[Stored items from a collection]
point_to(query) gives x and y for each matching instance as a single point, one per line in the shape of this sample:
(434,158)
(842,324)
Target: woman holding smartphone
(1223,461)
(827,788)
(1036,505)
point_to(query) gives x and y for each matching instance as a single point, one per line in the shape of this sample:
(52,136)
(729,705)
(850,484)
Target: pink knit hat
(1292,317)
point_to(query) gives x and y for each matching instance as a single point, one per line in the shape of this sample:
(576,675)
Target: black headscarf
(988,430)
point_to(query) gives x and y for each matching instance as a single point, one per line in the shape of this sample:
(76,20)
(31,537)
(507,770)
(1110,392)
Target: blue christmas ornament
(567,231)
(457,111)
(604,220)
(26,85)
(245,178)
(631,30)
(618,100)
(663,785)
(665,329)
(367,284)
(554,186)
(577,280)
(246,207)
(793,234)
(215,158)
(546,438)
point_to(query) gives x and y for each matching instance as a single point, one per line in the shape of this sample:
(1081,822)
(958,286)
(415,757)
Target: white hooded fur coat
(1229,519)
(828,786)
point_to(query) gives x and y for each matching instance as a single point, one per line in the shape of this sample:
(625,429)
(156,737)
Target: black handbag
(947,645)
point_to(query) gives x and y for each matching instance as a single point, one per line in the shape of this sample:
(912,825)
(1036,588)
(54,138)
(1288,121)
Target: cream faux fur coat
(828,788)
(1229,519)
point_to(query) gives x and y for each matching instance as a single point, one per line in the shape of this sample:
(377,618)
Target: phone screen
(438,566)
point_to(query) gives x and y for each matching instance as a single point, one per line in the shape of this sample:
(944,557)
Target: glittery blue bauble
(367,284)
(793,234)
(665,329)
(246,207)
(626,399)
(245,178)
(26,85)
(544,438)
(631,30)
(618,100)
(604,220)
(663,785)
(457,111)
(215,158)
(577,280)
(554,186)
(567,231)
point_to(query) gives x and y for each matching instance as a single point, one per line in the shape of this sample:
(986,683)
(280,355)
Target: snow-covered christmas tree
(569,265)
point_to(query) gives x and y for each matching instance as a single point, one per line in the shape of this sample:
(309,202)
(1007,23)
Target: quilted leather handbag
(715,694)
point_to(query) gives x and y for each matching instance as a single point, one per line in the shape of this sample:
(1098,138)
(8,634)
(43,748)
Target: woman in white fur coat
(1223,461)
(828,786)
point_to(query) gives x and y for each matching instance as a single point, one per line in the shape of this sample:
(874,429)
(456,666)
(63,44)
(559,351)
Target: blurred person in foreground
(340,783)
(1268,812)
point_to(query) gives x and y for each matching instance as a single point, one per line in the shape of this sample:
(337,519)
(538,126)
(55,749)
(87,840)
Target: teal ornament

◆ Problem requirements
What is needed here is every record above, repeated exactly.

◆ Result of the exercise
point_to(query) gives x and y for each matching instance as a single point, one per line in the shape of this sample:
(434,158)
(842,324)
Target: woman holding smartphone
(1223,461)
(827,788)
(1036,505)
point_to(query) gives x and y for each matching instance as a single point, one per line in the shape of this sample:
(52,136)
(729,705)
(850,484)
Target: pink knit hat
(1292,317)
point_to(query) gives x and y for each matching instance as a single point, one per line in the shape of this sample:
(576,675)
Target: black headscarf
(988,430)
point_to(query) gives x and y for each matching instance as a single point, one per line in the shape of this sample:
(76,20)
(31,537)
(507,770)
(1110,392)
Target: blue christmas ornament
(567,231)
(457,111)
(604,220)
(26,85)
(245,178)
(631,30)
(618,100)
(663,785)
(665,329)
(367,284)
(554,186)
(577,280)
(246,207)
(793,234)
(215,158)
(546,438)
point_to(query) gives x and y for each matching instance as a single point, one per line in the shape of this sample:
(1081,822)
(958,286)
(415,757)
Target: white hooded fur coat
(1229,519)
(828,786)
point_to(query) gives x and y for each matching instance as a single point, one per line in the shape of this sample:
(625,429)
(156,737)
Target: black handbag
(947,645)
point_to(query) gives x and y for each matching instance as a single point, one per line in the shape of this sample:
(912,825)
(1036,588)
(54,138)
(1288,121)
Target: cream faux fur coat
(828,788)
(1229,519)
point_to(query) gives x and y for each matching instance as a single point, one per line in the shape of this sample:
(377,618)
Target: phone screen
(438,566)
point_to(query) gives x and y for each matching instance as a single point, one per line in the shape of this sample:
(944,557)
Target: glittery blue bauble
(367,284)
(793,234)
(665,329)
(246,207)
(626,399)
(245,178)
(26,85)
(544,438)
(631,30)
(618,100)
(604,220)
(663,785)
(457,111)
(215,158)
(577,280)
(554,186)
(567,231)
point_to(query) gives x and y for each matching instance as a single point, one per line in the shape of this sample:
(986,683)
(280,355)
Target: snow-covered christmas tree
(569,265)
point_to(query) gives x and y for each matching instance as a single point, one per line in the shape of this sample:
(309,202)
(1007,23)
Target: quilted leather handbag
(715,694)
point_to(query) gives x and y for each matching instance as a single point, one per line in the shape of this sample:
(1098,138)
(8,634)
(43,748)
Target: woman in white fur coat
(1223,461)
(828,786)
point_to(query) gives x and y for each matching instance as a single point, one per line in the shape of this sample:
(874,429)
(456,666)
(63,44)
(559,351)
Target: blurred person in foreground
(340,783)
(1268,812)
point_to(query) gives x and y for each matching instance as a single point, one per line in the shape of this sample:
(337,519)
(538,126)
(55,749)
(87,840)
Target: teal ornament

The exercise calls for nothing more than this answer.